**AIM OF THE EXERCISE:** Find every line in the entries below that contains the string "cushion", and copy each of those lines in full. Case counts, so a line matches only if the capitalization is the same.

══ DATA SHOWN ══

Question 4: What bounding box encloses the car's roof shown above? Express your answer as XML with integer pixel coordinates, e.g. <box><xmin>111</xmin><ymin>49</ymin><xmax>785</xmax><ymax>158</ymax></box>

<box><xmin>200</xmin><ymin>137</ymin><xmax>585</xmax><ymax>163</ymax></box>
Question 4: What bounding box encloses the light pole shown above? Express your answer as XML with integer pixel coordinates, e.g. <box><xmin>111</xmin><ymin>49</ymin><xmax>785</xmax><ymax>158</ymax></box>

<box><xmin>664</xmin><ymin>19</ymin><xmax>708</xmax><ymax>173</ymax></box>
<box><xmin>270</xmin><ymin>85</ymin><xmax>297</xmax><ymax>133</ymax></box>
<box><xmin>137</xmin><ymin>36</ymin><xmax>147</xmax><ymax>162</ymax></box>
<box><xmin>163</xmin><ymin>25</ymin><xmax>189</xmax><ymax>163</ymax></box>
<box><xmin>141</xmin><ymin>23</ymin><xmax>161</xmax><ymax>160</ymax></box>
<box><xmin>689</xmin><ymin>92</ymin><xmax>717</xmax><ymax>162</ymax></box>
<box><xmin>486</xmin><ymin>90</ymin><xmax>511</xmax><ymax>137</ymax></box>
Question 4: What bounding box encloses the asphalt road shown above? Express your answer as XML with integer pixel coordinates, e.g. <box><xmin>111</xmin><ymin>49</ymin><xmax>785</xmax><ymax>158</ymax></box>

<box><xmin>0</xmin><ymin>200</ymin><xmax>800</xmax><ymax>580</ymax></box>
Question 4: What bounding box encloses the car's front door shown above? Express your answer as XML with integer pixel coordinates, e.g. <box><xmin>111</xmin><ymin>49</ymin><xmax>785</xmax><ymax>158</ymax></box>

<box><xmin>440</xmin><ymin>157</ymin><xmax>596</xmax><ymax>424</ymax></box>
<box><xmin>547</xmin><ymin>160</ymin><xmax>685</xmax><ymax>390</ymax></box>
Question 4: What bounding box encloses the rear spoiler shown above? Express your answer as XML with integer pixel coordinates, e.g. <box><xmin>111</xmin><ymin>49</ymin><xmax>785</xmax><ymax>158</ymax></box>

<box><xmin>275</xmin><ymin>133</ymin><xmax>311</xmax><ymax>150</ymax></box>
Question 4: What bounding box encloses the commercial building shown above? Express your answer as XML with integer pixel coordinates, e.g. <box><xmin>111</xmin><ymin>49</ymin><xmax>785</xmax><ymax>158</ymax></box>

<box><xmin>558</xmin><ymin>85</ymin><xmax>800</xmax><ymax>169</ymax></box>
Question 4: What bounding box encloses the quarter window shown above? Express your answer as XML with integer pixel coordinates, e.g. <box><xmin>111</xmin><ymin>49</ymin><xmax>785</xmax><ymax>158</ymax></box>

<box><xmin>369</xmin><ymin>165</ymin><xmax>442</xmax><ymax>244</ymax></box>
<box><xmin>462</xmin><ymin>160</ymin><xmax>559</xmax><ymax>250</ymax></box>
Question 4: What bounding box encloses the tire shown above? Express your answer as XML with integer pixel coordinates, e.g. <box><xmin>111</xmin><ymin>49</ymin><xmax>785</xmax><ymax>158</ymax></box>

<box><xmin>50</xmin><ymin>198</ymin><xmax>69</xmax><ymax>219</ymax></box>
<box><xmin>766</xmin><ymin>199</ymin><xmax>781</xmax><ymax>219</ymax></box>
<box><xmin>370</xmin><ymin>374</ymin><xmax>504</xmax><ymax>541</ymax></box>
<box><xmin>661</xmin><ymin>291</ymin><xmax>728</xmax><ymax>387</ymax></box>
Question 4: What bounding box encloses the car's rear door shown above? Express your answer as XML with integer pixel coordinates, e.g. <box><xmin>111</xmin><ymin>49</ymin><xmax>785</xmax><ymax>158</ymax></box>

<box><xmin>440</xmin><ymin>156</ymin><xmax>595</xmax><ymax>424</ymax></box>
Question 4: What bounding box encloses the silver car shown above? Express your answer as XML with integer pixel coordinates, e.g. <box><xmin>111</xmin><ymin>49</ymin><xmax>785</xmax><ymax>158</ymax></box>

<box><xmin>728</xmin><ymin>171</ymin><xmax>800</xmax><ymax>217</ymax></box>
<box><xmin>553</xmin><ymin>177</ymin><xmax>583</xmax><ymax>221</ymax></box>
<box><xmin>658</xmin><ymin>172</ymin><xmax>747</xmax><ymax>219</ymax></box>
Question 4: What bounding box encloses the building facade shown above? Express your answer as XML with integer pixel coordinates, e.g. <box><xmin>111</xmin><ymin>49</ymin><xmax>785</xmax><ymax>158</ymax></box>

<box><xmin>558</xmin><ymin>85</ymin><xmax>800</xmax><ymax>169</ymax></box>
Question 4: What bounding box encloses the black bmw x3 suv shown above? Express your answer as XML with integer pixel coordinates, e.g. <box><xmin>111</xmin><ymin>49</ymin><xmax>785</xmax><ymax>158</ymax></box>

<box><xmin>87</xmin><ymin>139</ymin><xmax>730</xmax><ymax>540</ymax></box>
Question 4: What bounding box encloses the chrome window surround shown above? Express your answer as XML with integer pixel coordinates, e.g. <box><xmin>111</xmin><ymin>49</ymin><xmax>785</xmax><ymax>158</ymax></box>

═══
══ DATA SHOWN ══

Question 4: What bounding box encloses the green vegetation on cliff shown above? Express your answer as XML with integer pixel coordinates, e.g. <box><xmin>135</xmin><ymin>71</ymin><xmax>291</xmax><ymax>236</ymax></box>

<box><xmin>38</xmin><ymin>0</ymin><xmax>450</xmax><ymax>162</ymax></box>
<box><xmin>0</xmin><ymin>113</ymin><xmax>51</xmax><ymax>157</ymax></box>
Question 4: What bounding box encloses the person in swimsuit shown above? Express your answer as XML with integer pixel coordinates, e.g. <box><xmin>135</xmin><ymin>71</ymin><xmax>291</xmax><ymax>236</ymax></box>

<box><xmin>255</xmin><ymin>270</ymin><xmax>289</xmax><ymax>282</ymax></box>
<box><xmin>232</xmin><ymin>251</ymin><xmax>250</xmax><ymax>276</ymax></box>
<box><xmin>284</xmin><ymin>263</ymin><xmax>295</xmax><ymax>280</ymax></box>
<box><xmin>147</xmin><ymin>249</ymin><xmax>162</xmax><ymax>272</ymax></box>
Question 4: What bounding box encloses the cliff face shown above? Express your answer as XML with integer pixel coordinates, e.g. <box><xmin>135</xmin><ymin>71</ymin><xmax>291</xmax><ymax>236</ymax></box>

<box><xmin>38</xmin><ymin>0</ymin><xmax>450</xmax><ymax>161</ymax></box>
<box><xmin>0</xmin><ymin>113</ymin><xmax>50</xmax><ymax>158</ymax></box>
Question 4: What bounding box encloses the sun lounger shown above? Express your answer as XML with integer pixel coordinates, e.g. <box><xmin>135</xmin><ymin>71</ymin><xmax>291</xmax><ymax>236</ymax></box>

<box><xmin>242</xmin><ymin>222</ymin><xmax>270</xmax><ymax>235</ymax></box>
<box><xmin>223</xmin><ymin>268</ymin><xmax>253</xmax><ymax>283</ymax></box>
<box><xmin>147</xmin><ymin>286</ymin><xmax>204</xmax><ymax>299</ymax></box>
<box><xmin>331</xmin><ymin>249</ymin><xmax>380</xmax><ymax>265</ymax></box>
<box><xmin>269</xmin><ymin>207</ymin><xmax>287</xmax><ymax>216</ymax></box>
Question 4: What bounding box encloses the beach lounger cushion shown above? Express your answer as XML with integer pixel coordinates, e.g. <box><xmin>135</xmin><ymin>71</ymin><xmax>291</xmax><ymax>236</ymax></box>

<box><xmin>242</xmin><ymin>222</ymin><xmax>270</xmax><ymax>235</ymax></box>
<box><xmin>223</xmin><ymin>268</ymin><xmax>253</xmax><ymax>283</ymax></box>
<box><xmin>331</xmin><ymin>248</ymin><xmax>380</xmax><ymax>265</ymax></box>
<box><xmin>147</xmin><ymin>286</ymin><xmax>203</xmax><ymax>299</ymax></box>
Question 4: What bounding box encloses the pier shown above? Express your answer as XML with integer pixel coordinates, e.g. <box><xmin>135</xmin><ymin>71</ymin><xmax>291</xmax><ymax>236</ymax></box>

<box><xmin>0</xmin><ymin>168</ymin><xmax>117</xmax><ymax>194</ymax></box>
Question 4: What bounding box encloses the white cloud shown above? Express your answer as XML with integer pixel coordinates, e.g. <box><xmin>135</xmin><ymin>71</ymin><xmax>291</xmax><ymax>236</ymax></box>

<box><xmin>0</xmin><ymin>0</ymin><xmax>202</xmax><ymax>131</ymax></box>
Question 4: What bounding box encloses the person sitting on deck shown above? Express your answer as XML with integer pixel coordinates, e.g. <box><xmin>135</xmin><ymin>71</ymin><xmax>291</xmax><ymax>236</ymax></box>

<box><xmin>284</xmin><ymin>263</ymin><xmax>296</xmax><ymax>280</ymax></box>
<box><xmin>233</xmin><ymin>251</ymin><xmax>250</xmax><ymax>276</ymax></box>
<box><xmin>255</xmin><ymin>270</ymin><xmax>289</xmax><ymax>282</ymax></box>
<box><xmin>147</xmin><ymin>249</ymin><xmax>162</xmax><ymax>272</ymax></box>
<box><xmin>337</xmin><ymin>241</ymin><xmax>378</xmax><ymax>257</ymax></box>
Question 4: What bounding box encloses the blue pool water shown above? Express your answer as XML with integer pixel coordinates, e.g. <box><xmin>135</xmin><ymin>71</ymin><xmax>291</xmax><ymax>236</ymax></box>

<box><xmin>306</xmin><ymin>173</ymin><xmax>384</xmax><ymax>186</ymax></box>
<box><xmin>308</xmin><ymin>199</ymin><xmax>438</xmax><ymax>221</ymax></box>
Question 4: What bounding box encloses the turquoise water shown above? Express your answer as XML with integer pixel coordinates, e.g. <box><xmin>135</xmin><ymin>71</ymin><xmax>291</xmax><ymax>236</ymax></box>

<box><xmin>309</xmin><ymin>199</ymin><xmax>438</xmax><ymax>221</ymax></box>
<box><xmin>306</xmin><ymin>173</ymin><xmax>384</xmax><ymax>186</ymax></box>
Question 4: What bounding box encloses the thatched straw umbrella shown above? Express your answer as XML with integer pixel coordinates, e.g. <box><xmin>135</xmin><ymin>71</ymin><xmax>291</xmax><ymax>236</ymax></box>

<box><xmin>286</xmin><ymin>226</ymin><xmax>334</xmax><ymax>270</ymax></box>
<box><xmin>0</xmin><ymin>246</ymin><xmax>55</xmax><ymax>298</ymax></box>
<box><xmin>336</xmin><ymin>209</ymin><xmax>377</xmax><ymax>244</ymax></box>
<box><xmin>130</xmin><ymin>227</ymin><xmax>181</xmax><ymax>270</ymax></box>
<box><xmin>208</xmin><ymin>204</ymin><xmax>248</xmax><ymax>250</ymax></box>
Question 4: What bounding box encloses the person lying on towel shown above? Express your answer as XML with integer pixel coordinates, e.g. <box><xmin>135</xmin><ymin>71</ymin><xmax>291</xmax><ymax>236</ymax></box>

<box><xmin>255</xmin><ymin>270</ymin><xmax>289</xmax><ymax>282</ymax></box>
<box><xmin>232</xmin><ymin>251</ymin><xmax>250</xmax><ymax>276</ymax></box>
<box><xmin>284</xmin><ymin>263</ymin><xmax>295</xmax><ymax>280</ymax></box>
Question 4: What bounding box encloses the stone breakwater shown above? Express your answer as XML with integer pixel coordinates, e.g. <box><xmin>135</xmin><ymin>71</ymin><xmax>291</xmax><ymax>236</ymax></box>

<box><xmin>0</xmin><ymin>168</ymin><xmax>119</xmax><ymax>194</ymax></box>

═══
══ DATA SHOWN ══

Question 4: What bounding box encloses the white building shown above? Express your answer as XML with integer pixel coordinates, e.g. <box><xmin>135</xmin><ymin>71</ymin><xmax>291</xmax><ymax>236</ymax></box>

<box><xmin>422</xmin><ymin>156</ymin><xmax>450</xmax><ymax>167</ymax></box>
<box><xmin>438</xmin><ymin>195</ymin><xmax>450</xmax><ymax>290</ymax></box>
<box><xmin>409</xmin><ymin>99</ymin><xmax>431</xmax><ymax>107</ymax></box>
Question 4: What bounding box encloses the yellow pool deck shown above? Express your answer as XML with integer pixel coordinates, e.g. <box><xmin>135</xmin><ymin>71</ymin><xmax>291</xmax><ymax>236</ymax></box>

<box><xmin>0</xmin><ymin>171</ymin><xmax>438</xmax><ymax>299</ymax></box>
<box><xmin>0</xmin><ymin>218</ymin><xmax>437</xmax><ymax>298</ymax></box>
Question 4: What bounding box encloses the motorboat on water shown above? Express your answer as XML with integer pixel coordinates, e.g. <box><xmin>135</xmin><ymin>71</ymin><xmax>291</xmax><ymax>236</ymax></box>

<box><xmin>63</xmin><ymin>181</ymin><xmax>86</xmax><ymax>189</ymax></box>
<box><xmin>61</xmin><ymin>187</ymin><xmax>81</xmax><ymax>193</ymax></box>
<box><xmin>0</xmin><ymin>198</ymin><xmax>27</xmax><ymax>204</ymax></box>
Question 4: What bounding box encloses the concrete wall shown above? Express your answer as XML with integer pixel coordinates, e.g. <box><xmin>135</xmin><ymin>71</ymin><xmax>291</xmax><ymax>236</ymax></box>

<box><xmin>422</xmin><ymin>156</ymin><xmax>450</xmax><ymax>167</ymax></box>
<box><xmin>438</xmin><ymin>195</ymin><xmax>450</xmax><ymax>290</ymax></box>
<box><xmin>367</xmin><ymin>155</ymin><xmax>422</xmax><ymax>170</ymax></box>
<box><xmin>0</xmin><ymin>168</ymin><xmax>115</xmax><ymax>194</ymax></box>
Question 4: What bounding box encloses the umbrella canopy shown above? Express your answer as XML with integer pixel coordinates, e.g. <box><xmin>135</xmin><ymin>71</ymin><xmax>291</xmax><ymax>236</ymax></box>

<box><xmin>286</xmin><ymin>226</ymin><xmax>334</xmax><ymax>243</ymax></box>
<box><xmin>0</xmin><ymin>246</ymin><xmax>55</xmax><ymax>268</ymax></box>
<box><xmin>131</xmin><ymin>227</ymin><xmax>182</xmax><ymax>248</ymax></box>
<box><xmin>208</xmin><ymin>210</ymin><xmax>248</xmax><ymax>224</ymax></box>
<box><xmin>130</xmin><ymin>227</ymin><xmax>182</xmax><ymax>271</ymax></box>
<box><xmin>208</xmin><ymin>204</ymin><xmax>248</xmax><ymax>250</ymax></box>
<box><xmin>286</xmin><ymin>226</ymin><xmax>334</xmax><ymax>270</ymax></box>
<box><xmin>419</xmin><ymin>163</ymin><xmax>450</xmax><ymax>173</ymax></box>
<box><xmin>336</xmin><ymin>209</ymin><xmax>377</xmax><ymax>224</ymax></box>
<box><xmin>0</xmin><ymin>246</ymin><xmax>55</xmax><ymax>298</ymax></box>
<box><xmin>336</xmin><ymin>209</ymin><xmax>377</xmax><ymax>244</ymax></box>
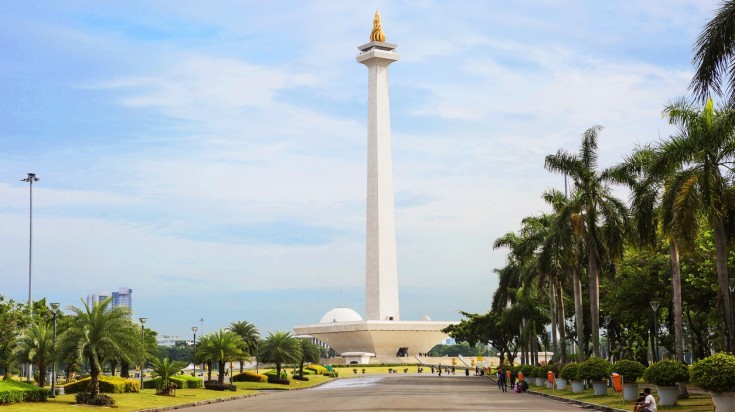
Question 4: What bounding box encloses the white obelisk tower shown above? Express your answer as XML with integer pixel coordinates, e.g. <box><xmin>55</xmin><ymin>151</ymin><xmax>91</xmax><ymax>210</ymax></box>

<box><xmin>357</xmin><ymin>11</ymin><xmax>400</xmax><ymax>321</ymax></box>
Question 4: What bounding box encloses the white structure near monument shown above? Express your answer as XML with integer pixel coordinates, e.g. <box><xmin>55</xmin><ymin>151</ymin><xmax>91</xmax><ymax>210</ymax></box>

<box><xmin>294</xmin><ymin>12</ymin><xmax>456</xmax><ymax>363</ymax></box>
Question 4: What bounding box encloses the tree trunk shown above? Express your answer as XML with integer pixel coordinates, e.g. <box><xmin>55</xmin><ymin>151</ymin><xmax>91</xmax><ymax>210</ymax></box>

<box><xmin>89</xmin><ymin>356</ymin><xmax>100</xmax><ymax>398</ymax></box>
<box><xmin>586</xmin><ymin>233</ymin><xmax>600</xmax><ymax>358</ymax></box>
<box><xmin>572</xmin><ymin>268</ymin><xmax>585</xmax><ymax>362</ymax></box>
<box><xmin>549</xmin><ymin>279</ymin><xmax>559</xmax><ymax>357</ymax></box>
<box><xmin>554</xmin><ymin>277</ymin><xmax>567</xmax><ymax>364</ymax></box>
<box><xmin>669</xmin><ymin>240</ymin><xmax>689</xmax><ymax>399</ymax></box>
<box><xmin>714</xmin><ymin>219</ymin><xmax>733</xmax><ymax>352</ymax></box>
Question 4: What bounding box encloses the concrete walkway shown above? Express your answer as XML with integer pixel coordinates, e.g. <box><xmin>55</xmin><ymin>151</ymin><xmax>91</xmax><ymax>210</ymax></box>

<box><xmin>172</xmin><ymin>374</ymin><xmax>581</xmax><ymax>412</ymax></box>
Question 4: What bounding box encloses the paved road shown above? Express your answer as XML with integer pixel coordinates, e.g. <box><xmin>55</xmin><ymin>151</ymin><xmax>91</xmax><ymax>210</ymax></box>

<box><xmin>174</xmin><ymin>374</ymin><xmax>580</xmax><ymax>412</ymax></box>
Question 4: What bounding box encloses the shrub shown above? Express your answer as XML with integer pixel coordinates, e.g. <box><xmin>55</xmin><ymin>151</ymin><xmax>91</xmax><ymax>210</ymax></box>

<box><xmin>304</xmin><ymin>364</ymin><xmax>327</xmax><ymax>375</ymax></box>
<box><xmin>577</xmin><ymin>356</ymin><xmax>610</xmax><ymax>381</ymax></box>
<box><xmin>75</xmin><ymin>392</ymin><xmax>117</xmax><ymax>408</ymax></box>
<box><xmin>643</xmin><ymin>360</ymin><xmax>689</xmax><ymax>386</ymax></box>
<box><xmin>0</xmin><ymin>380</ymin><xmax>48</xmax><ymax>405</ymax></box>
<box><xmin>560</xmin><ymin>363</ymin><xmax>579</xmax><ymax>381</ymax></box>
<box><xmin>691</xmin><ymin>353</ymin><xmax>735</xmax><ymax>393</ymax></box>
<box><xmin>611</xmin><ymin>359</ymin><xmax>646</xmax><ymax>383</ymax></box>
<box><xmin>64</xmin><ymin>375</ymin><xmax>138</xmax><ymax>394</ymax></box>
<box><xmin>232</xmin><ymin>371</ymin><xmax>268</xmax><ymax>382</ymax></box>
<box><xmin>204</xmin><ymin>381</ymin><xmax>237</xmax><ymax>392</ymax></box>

═══

**SOLVED PROBLEM:**
Question 4: What bounding box encloses the beach lounger cushion shown above? Express your answer as XML with integer pixel coordinates, e.g. <box><xmin>135</xmin><ymin>71</ymin><xmax>291</xmax><ymax>236</ymax></box>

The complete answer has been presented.